##### Task material

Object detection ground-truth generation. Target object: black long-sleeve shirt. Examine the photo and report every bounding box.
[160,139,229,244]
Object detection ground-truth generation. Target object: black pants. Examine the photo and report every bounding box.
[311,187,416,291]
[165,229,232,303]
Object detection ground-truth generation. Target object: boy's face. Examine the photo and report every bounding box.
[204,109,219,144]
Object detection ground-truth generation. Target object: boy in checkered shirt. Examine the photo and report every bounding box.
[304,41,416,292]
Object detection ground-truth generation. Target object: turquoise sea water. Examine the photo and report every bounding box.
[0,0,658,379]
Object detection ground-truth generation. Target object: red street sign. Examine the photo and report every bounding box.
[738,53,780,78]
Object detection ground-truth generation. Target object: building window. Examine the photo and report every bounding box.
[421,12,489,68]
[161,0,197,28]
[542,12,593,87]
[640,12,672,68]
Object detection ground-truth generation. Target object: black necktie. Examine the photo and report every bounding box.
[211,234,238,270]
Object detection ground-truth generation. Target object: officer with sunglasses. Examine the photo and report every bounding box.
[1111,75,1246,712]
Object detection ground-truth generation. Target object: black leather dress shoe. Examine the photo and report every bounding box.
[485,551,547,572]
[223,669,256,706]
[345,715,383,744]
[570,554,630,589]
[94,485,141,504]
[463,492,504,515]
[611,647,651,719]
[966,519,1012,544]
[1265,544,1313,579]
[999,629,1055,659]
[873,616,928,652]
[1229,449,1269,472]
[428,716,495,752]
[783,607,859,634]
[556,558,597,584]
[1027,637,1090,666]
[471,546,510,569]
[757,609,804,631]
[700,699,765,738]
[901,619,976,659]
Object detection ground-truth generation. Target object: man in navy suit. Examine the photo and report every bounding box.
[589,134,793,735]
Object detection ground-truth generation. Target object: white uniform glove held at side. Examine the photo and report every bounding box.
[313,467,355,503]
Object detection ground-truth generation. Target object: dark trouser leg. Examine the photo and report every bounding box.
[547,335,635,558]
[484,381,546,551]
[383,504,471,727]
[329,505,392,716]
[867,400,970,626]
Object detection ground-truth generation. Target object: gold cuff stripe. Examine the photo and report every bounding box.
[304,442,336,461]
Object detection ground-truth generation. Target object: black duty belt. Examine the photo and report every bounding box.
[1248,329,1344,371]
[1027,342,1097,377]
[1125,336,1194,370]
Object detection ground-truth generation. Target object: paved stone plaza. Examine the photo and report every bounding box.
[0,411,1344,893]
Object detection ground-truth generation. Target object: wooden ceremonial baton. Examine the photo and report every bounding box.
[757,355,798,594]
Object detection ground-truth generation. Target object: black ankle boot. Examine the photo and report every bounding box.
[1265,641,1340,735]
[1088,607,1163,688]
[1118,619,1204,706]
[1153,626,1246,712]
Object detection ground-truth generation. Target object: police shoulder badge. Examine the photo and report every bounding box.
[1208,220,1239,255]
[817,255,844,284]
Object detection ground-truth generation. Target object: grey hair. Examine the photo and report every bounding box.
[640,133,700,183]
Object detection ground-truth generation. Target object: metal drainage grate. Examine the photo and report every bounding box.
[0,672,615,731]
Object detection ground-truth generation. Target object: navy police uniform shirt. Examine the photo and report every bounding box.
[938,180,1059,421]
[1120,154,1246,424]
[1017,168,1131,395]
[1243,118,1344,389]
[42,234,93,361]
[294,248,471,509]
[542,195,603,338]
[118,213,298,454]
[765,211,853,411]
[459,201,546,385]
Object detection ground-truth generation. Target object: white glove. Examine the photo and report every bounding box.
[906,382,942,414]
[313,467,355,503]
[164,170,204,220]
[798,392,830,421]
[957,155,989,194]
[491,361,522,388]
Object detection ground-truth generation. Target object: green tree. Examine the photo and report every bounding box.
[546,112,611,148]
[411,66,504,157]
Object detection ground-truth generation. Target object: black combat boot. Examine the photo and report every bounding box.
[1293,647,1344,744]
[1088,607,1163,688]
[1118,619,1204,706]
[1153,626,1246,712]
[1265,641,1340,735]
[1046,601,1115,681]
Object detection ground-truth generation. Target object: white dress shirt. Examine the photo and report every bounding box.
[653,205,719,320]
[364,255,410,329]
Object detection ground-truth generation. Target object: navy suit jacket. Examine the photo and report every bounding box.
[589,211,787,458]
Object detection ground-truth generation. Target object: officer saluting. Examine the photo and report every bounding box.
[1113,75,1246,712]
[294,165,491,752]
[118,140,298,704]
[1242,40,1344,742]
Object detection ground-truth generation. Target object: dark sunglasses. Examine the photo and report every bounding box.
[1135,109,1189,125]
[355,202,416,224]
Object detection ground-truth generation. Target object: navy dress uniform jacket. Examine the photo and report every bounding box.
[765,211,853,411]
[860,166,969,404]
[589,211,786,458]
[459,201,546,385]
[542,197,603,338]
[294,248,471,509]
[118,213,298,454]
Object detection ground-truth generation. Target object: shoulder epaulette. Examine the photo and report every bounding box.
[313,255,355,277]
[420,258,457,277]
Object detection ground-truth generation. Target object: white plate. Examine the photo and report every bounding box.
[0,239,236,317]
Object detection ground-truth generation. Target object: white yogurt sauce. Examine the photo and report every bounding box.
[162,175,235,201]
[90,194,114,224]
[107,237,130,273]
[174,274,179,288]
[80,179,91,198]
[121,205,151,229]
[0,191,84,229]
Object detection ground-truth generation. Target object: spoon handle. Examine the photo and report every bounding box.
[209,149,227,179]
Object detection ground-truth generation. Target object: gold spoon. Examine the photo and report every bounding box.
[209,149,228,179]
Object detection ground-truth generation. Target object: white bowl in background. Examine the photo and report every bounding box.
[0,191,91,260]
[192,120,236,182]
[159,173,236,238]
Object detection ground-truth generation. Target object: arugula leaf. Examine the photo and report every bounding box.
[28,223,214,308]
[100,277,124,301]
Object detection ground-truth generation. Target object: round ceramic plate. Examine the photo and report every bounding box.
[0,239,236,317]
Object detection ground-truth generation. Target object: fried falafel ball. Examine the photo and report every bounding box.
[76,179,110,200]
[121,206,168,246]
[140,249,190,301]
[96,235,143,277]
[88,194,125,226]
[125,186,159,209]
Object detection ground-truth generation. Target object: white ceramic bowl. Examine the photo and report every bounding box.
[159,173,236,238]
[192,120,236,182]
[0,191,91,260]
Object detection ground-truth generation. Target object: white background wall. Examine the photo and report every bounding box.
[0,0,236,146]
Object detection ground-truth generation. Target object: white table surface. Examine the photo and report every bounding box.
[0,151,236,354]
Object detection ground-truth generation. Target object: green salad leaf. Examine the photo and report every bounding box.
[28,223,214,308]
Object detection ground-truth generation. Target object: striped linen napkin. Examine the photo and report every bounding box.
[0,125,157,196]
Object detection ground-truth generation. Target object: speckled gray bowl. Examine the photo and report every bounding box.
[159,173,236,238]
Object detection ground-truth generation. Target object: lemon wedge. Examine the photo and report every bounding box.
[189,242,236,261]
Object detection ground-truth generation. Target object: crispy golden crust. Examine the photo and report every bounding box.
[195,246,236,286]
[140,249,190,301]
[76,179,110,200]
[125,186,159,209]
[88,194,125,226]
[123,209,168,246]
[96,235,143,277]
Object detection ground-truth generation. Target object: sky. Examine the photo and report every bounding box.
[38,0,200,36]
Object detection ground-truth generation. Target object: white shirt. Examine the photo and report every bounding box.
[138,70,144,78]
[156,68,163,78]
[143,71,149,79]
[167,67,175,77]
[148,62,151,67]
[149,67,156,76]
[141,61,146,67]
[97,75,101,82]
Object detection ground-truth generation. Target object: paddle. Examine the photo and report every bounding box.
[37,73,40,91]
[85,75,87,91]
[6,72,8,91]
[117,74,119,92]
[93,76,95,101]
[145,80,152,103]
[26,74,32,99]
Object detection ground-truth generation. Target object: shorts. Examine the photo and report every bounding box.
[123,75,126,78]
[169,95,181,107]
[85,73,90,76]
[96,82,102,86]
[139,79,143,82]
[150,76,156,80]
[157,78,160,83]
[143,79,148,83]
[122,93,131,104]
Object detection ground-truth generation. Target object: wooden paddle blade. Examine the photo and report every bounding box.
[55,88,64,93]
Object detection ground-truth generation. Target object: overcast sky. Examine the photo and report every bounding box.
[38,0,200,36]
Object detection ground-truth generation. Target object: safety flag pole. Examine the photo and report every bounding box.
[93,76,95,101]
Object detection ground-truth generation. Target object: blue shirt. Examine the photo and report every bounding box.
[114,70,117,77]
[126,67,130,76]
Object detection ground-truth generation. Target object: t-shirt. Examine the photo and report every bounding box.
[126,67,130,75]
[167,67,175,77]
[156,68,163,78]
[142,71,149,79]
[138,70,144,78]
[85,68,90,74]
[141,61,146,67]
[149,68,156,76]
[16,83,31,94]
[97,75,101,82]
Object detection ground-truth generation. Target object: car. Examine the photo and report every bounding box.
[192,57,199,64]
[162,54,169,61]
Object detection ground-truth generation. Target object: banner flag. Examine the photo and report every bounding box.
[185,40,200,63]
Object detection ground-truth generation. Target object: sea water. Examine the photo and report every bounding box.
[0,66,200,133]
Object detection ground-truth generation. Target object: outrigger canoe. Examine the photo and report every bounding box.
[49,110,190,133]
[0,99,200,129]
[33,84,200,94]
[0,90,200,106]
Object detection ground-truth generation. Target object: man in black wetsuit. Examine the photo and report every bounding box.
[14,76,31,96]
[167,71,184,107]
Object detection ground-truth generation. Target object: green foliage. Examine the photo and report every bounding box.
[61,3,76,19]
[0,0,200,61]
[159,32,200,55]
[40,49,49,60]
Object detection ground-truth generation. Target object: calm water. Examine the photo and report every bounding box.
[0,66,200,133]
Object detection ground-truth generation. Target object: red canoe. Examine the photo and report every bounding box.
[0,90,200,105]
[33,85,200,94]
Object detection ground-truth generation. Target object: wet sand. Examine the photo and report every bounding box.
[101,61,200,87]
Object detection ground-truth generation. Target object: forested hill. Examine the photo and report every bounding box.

##########

*Problem to work on*:
Please copy the records again, starting at the line that contains "object: black leather" and stopping after the line that contains "[0,411,1344,893]", and keep every line in that span. Scale each bounding-box coordinate by 0.4 and round it to a whole number, with halves rounded up.

*Problem solution*:
Object detection ground-truth generation. Target object: black leather dress shoe. Examine the photo and report every bounding box.
[194,220,219,229]
[89,268,102,282]
[138,286,153,298]
[228,222,252,236]
[38,194,56,202]
[185,197,202,206]
[244,259,260,288]
[386,208,405,218]
[506,218,525,232]
[400,252,422,264]
[349,246,371,261]
[492,180,508,189]
[171,286,198,301]
[313,243,344,254]
[222,223,239,234]
[411,255,436,266]
[188,218,204,228]
[303,244,322,252]
[280,280,306,295]
[360,248,390,264]
Object detection ground-truth generation. Target object: man in navy suit. Examine the photo and report every bounding box.
[236,54,317,294]
Object detection ground-truth generation. Target object: white uniform glove held at side. Examine the photo and report every bounding box.
[125,187,142,201]
Object detection ground-truth generation. Target object: dark trouser leg. Examine the photo and report every bounding box.
[219,134,254,223]
[194,152,218,220]
[153,202,188,291]
[132,202,157,286]
[347,160,388,250]
Object detection ground-truth generation. Target object: gold cuff stripe. Examine the photo and report every bounding box.
[122,177,134,184]
Object detection ground-truth generation. Target object: black duty belt. Examine the photo and report every bounding box.
[499,132,538,148]
[411,137,439,151]
[450,134,478,148]
Object detection ground-truth generation. Target object: paved stone plaza. Examine the photo and report every bounding box.
[0,164,538,357]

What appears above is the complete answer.